# Task description:
Format the material below as a Markdown table with the columns Row and Line, starting with the line containing "Indicate the truss" and going on through the line containing "Target: truss shadow". Number each row, skip blank lines, and leave the pictures out.

+++ Supplied entries

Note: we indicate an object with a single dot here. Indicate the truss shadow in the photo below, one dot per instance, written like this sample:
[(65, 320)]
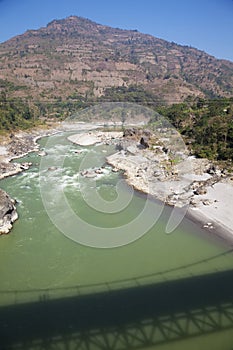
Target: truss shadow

++++++
+++ Supplied entries

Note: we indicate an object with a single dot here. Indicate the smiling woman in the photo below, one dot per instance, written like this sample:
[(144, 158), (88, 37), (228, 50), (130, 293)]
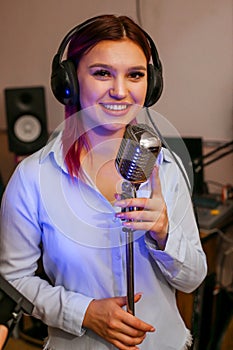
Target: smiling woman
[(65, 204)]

++++++

# Full response:
| Row | Line |
|---|---|
| 1 | Note: we indicate an object with a single dot here. Indicate the truss shadow in the photo below, one dot per instance, written like this sample: |
| 2 | [(65, 320)] |
| 3 | Target: truss shadow |